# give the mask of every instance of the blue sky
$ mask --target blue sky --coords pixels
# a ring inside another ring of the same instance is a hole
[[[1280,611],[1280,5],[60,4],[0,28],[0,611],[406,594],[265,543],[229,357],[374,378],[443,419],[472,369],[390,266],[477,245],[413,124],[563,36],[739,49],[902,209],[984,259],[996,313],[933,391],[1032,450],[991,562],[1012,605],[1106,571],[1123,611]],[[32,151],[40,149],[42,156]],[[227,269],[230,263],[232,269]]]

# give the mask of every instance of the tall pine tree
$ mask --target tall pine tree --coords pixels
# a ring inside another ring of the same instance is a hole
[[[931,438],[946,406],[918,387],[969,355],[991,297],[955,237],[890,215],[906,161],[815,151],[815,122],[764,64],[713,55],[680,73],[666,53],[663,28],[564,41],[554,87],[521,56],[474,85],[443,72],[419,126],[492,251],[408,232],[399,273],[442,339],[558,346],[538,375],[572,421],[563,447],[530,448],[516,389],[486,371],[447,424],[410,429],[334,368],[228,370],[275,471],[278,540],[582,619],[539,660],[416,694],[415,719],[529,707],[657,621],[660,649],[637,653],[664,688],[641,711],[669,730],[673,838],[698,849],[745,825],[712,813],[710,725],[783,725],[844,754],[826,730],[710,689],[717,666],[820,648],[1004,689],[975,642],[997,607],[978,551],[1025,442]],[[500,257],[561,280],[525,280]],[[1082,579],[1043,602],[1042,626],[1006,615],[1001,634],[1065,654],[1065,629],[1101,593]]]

--

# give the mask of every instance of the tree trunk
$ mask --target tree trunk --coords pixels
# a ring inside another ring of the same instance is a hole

§ CONSIGNE: Relevez chaque ligne des items ci-dessus qui contient la chaîne « coords », en tenant compte de la casse.

§ RÉPONSE COMPLÈTE:
$ mask --target blue sky --coords pixels
$ mask --target tall pine tree --coords pixels
$ mask --target tree trunk --coords pixels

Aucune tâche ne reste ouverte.